- **やること**
• A. しっくい工場見学の記事から、「筑豊地方で採掘される上質な石」から「消化による膨張が進んで、とうとう生石灰が崩壊しました。中は真っ白で美しいです。」までを、両端を含めて一字一句変えずに抜き出してください。
• B. しっくい工場見学の記事をもとに、次の問いに答えよ。
(i) 田川産業株式会社の創業は何年か。
(ii) 窯での焼成の際に塩を入れる製法は何と呼ばれるか。
(iii) 生石灰に水をかける工程は何と呼ばれるか。

- **提供テキスト**
'''

こんにちは、タイルパークの金谷です。
今回タイルのお話ではありませんが、9月に福岡のしっくいメーカー・田川産業株式会社さんの工場を見学する機会をいただき訪問してきましたので、その様子をお伝えします。
田川産業さんは福岡県田川市のしっくいメーカー。創業は1924年(大正13年)、なんと来年で創業から100周年を迎えられます。
筑豊地方で採掘される上質な石灰石と伝統の製法による良質な消石灰づくり、それを用いての革新的なアイデアによるエコロジカルな建築製品づくりが高く評価され、これまでグッドデザイン賞や福岡県産業デザイン賞など様々な賞に輝いています。
しっくいができるまで
今回は工場の様子を見ながら、実際のしっくい製造の流れをご説明いただきました。
はじまりは田川産業さんの工場からも見える筑豊地方の石灰採掘の山々。田川産業さんでは複数の山で採掘された石灰石をブレンドしています。
遠くに見える山が採掘山。石灰の採掘によって上の方が平らな段々畑のようになっています。
こちらが主原料となる石灰石。採掘時はこのようにグレーの石ですが、これを加熱焼成することで真っ白になります。
ブレンドされた石灰石はコークスと一緒に窯の中に運ばれて行き、「生石灰(酸化カルシウム)」に変化。この窯での焼成の際に塩を入れるのが「塩焼き」と呼ばれる製法です。不純物などを取り除き生石灰の質を高める重要なポイントで、しっくいづくりには欠かせない工程ですが、じつは全国に消石灰工場は多々あれど、「塩焼き」をおこなえる工場はほとんどないそうです。
こちらが焼成を経た生石灰。先ほどのグレーの石灰石の状態からかなり色が変わっています。
「ここからが見ものですよ」と、生石灰に水をかけ始めました。「消化」と呼ばれる工程です。生石灰が水によって化学反応を起こし、高熱を放出しながらむくむくと膨張していきます。しばらく見守っていると…
高温の蒸気を立ち昇らせながら、生石灰にひびが!
その後もあたりを真っ白な蒸気で覆いながら消化がどんどん進み・・・
パカッ!
消化による膨張が進んで、とうとう生石灰が崩壊しました。中は真っ白で美しいです。
ついにはバラバラに…。こうしてできるのが「消石灰」。この粉末に増粘成分や繊維を加えることでしっくいが誕生します。
田川産業さんでは消化が不十分なものが混ざらないよう、しっかり人の手で選別をしてからしっくい製品や、この後ご紹介する「不焼成しっくいセラミック(=ライミックス)」に仕上げています。とくにライミックスは不十分な消化が混入すると硬化中に割れが起こりやすく、原料の品質が担保されていなければ作れない製品なのだそうです。

'''

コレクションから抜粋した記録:
'''

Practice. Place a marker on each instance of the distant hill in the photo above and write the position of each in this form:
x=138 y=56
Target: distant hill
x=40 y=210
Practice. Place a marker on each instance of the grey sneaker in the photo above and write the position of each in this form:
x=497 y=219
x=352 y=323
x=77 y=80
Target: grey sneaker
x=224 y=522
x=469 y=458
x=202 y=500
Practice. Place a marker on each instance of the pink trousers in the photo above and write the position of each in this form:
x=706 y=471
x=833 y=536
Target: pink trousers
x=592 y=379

'''

- **演習の解答**
• A.
筑豊地方で採掘される上質な石灰石と伝統の製法による良質な消石灰づくり、それを用いての革新的なアイデアによるエコロジカルな建築製品づくりが高く評価され、これまでグッドデザイン賞や福岡県産業デザイン賞など様々な賞に輝いています。
しっくいができるまで
今回は工場の様子を見ながら、実際のしっくい製造の流れをご説明いただきました。
はじまりは田川産業さんの工場からも見える筑豊地方の石灰採掘の山々。田川産業さんでは複数の山で採掘された石灰石をブレンドしています。
遠くに見える山が採掘山。石灰の採掘によって上の方が平らな段々畑のようになっています。
こちらが主原料となる石灰石。採掘時はこのようにグレーの石ですが、これを加熱焼成することで真っ白になります。
ブレンドされた石灰石はコークスと一緒に窯の中に運ばれて行き、「生石灰(酸化カルシウム)」に変化。この窯での焼成の際に塩を入れるのが「塩焼き」と呼ばれる製法です。不純物などを取り除き生石灰の質を高める重要なポイントで、しっくいづくりには欠かせない工程ですが、じつは全国に消石灰工場は多々あれど、「塩焼き」をおこなえる工場はほとんどないそうです。
こちらが焼成を経た生石灰。先ほどのグレーの石灰石の状態からかなり色が変わっています。
「ここからが見ものですよ」と、生石灰に水をかけ始めました。「消化」と呼ばれる工程です。生石灰が水によって化学反応を起こし、高熱を放出しながらむくむくと膨張していきます。しばらく見守っていると…
高温の蒸気を立ち昇らせながら、生石灰にひびが!
その後もあたりを真っ白な蒸気で覆いながら消化がどんどん進み・・・
パカッ!
消化による膨張が進んで、とうとう生石灰が崩壊しました。中は真っ白で美しいです。

• B.
(i) 1924年(大正13年)
(ii) 塩焼き
(iii) 消化